__WORK ITEM__
Exactly as written, copy every line from the one containing "windshield with a single marker." through the end of the records, with the pictures left out.

Data extracted from a collection:
────────────────

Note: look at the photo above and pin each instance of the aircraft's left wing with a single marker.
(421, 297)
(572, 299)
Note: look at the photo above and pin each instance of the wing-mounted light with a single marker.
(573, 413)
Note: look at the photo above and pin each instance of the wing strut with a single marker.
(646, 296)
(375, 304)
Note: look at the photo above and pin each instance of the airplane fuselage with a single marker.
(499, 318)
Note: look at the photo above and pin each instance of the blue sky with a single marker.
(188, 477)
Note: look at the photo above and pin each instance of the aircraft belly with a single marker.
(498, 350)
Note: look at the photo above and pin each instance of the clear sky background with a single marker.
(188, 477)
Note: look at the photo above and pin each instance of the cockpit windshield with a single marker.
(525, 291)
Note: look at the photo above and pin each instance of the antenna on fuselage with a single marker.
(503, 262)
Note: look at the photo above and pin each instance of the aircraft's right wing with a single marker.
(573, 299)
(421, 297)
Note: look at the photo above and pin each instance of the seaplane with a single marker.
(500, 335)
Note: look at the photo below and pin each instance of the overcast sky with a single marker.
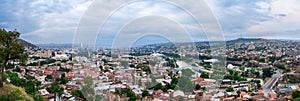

────────────────

__WORKED SOLUTION__
Note: look at the photo above and pin each instance of the cockpit windshield with a single marker.
(525, 291)
Note: look at the photo above and pin each instance of the antenna on fuselage with a single marker.
(503, 262)
Note: look at the photo above and pin each instance of the aircraft's right wing with a single marker.
(573, 299)
(421, 297)
Note: look at the photo above and pin each instance of the seaplane with a single marker.
(500, 335)
Note: look at the photo below and pin each instance of the overcast sky with a single marker.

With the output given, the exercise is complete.